What to do
1) From the MBA passage below, repeat the part starting with "When I was young-maybe" and going on through "beside the point.".
2) In the MBA passage below, how many classes does the writer need to take this fall?
3) List every number written in digits in the MBA passage below.

At the same time, I need to take two classes this fall so that I can feel the weight of them on my shoulders and do whatever needs to be done to cross two more of the 15 courses I have to take before I’m done off of my list.

I have reminded myself repeatedly that just because MBA school isn’t all fun doesn’t mean that it is not worth doing. Even if every minute of it is terrible (and it’s not that bad-sometimes it's even fun) finishing it will mean that I am no longer trapped.

When I was young-maybe as young as 16-I had considered MBA school and thought that while it wouldn’t be any fun at all I could probably hold my nose through it long enough to get a degree. I am reminding myself of this version of me and comparing it to myself 2006-2009 “Oh no-I’m not something (Smart? Diligent?) enough to get an MBA.” I find the answer lies somewhere in the middle. Yes I can do it-even if it takes forever. Yes it scares me. I have found a feeling-one of those emotions that doesn’t have a name-that works out to “Yes I can do this-damn it’s going to suck while I’m doing it.” And that’s the most hopeful feeling I have about next term. This might explain the bad dreams.

*And don’t tell me “That’s not True!” because it doesn’t matter if it’s true or not-it just feels that way and the whole discussion is beside the point.

Collected data
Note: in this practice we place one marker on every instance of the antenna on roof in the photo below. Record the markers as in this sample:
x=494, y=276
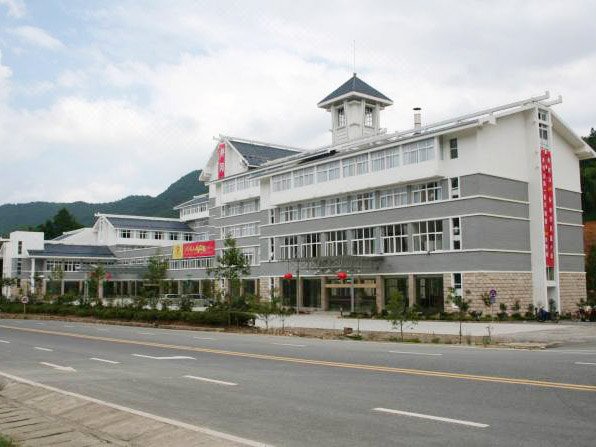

Per-task answers
1)
When I was young-maybe as young as 16-I had considered MBA school and thought that while it wouldn’t be any fun at all I could probably hold my nose through it long enough to get a degree. I am reminding myself of this version of me and comparing it to myself 2006-2009 “Oh no-I’m not something (Smart? Diligent?) enough to get an MBA.” I find the answer lies somewhere in the middle. Yes I can do it-even if it takes forever. Yes it scares me. I have found a feeling-one of those emotions that doesn’t have a name-that works out to “Yes I can do this-damn it’s going to suck while I’m doing it.” And that’s the most hopeful feeling I have about next term. This might explain the bad dreams.

*And don’t tell me “That’s not True!” because it doesn’t matter if it’s true or not-it just feels that way and the whole discussion is beside the point.

2) Two.

3) 15, 16, 2006, 2009